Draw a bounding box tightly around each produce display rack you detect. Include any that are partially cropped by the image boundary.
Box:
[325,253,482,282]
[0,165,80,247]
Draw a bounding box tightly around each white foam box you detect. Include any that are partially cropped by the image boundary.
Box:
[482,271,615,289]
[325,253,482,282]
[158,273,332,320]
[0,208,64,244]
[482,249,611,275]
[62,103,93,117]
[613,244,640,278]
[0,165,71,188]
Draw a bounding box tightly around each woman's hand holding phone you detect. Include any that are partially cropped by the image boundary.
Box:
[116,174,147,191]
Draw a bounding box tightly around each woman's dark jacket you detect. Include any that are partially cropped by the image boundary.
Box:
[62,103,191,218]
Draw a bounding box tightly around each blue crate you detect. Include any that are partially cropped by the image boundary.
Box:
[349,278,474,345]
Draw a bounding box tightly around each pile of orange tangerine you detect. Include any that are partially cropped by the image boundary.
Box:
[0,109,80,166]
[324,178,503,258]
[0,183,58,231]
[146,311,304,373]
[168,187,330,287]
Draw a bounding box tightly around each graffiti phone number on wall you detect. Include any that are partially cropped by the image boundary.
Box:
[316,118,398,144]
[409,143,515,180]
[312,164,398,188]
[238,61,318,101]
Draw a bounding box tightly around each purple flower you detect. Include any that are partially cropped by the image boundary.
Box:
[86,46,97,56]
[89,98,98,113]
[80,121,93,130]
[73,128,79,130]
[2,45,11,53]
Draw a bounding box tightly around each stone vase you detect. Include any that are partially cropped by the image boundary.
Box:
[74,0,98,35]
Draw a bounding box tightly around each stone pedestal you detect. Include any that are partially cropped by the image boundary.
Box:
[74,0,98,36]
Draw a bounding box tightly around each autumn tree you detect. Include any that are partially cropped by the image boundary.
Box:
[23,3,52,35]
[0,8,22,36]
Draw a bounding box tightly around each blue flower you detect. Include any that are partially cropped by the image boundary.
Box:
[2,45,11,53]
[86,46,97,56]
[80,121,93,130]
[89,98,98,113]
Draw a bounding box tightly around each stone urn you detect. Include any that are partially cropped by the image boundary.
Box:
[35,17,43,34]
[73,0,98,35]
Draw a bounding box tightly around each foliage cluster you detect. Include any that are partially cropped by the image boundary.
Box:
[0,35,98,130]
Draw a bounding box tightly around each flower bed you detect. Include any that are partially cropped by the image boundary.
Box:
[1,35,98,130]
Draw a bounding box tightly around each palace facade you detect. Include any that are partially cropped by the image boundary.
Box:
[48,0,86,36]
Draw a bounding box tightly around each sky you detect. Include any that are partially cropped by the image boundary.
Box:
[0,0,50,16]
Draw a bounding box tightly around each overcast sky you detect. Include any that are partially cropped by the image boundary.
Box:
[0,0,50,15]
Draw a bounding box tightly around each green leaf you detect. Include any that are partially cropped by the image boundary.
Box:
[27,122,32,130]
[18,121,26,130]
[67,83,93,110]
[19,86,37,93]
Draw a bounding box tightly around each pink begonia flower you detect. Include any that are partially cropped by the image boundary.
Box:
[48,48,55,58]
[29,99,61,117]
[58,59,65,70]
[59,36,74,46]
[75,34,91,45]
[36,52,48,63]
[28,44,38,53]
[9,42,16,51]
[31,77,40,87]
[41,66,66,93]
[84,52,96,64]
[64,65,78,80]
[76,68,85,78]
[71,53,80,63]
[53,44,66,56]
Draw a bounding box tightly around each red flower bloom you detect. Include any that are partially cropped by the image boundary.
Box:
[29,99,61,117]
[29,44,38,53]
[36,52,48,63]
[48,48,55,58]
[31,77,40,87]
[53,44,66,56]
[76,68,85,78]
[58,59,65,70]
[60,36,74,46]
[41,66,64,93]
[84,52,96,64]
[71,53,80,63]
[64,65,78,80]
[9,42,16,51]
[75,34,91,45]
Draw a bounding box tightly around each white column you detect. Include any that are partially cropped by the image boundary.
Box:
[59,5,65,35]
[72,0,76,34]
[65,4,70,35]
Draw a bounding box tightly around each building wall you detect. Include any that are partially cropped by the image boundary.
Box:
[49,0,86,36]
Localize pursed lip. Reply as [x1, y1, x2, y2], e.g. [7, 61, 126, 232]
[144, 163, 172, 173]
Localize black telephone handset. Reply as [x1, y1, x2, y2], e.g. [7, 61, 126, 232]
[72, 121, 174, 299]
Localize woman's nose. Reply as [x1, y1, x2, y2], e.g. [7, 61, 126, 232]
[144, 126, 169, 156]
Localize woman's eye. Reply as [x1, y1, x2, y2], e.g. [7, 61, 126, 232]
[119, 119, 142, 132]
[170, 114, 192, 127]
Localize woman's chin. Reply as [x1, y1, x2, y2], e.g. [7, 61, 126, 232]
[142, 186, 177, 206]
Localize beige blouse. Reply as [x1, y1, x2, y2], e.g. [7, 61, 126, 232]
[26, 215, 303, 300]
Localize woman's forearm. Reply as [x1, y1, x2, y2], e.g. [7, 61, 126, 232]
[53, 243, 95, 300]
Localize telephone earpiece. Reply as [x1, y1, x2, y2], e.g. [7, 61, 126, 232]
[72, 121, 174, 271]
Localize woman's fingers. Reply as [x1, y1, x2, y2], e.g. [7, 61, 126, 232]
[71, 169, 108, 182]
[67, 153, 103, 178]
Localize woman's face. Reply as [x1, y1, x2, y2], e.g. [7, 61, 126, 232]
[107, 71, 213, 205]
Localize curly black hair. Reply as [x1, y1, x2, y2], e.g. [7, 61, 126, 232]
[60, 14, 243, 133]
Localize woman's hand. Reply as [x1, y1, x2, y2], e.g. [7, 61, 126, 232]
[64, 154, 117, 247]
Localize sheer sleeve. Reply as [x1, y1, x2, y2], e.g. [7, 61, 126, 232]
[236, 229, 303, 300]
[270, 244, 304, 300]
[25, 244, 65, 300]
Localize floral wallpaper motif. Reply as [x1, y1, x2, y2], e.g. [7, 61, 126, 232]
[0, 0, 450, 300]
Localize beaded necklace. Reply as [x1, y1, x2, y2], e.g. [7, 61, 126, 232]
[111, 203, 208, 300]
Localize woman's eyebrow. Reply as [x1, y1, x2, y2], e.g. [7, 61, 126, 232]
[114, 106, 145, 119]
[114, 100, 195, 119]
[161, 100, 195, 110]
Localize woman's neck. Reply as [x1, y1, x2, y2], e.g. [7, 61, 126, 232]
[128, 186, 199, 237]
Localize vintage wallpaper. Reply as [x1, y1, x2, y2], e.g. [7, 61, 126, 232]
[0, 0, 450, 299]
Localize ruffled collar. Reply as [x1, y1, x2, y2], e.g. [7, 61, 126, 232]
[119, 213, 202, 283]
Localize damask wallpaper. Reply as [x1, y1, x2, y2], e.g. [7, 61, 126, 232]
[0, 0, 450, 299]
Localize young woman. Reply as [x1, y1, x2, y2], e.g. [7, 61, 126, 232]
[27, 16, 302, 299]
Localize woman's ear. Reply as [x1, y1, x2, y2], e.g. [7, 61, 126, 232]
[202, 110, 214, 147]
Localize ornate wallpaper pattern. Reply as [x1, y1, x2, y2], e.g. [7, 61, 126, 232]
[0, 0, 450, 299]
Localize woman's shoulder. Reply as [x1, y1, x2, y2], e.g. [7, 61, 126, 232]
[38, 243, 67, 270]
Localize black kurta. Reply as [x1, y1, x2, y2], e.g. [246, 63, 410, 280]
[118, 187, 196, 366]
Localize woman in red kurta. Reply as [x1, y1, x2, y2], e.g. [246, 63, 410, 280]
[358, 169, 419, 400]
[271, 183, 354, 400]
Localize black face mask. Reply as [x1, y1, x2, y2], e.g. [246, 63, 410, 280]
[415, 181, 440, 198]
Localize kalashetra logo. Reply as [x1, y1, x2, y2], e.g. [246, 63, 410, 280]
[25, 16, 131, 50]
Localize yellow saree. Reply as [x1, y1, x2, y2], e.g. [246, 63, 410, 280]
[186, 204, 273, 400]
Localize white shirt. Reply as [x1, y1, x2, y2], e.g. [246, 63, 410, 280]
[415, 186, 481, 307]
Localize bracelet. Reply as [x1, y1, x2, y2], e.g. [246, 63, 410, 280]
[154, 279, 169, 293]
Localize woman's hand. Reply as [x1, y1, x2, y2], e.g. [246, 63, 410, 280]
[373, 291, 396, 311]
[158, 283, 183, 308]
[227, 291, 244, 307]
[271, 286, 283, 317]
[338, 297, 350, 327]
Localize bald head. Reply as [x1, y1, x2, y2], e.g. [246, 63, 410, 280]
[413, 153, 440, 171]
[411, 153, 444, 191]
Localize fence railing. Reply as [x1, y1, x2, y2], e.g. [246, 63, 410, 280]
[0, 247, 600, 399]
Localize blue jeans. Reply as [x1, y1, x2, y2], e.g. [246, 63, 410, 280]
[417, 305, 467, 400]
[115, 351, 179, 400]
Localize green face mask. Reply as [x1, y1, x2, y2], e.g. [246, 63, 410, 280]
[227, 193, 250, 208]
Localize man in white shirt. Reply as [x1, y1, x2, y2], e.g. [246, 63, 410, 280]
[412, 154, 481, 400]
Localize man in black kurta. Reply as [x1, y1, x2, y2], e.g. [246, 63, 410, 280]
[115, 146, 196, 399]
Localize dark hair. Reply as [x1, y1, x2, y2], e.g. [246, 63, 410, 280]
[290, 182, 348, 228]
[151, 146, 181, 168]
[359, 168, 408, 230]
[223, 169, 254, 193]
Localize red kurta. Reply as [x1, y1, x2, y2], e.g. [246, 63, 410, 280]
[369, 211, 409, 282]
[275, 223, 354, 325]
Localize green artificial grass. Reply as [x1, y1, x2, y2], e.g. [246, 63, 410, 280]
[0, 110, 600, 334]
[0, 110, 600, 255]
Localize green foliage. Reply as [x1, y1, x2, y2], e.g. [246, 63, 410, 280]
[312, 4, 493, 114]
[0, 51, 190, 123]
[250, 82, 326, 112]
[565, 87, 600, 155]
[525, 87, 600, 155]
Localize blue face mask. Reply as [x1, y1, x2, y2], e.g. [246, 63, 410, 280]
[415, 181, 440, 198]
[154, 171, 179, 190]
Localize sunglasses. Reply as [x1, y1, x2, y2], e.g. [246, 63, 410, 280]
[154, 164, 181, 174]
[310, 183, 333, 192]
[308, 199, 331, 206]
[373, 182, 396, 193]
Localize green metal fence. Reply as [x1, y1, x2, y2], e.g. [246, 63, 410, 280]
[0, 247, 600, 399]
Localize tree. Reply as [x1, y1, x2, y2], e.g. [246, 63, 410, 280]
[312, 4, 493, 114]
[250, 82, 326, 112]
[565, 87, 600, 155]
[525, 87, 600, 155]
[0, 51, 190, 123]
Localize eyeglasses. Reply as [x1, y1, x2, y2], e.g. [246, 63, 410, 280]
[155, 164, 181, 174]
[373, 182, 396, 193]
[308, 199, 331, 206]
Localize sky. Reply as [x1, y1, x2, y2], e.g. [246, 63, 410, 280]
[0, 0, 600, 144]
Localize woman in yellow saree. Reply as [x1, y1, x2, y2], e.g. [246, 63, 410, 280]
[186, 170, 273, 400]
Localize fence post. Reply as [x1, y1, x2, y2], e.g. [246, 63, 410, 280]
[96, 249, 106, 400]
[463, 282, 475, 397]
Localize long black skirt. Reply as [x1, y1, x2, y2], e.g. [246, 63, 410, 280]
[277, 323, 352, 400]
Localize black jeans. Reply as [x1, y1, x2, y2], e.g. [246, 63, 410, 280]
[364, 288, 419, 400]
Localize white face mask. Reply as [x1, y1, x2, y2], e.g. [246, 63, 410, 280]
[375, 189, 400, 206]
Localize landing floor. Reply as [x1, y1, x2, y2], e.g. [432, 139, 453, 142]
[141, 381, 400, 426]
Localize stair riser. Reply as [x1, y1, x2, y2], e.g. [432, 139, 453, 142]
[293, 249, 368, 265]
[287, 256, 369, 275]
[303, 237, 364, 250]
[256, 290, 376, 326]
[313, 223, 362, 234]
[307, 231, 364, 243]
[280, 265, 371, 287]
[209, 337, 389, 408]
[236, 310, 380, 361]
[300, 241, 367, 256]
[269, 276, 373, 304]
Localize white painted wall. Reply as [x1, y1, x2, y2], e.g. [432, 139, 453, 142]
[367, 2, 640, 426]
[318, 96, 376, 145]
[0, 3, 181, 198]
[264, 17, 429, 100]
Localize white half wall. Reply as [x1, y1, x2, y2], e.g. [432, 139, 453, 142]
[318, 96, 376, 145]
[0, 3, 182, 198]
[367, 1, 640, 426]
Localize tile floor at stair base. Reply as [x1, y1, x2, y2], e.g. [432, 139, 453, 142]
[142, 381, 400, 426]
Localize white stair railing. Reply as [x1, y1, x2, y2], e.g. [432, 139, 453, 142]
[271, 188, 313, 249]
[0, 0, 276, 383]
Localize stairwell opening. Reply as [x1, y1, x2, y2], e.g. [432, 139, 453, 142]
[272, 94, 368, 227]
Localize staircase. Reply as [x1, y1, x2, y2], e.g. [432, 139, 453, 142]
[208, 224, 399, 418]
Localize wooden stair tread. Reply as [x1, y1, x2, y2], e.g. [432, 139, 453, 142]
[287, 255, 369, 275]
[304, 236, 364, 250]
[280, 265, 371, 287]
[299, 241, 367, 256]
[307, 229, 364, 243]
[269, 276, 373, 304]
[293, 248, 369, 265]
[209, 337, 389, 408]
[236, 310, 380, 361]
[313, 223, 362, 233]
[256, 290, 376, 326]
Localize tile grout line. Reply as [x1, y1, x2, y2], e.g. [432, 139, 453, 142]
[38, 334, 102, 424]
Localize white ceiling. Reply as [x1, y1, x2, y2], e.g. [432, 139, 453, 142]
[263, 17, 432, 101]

########

**Work to do:** Can you rewrite only the data starting with the line that contains "Draw a bounding box tightly around each blue crate" and going on through the line that contains "[238,61,318,101]", replacing "pile of orange tangerine" with "heap of tangerines" and changing nothing else?

**Exercise result:**
Draw a bounding box tightly around each blue crate you detect. Include any that are partially cropped by the image boundary.
Box:
[349,278,474,345]
Draw a bounding box tightly around each heap of tangerines you detect. Include any that are partially cropped by the image boundary.
Box:
[0,109,80,166]
[324,178,503,258]
[0,183,58,231]
[146,311,304,373]
[168,187,330,287]
Draw a bounding box tightly around each graffiti phone number on wall you detect. Include any that are partially cropped by the image boundary.
Box:
[316,118,398,144]
[409,143,515,180]
[312,164,398,188]
[238,61,318,101]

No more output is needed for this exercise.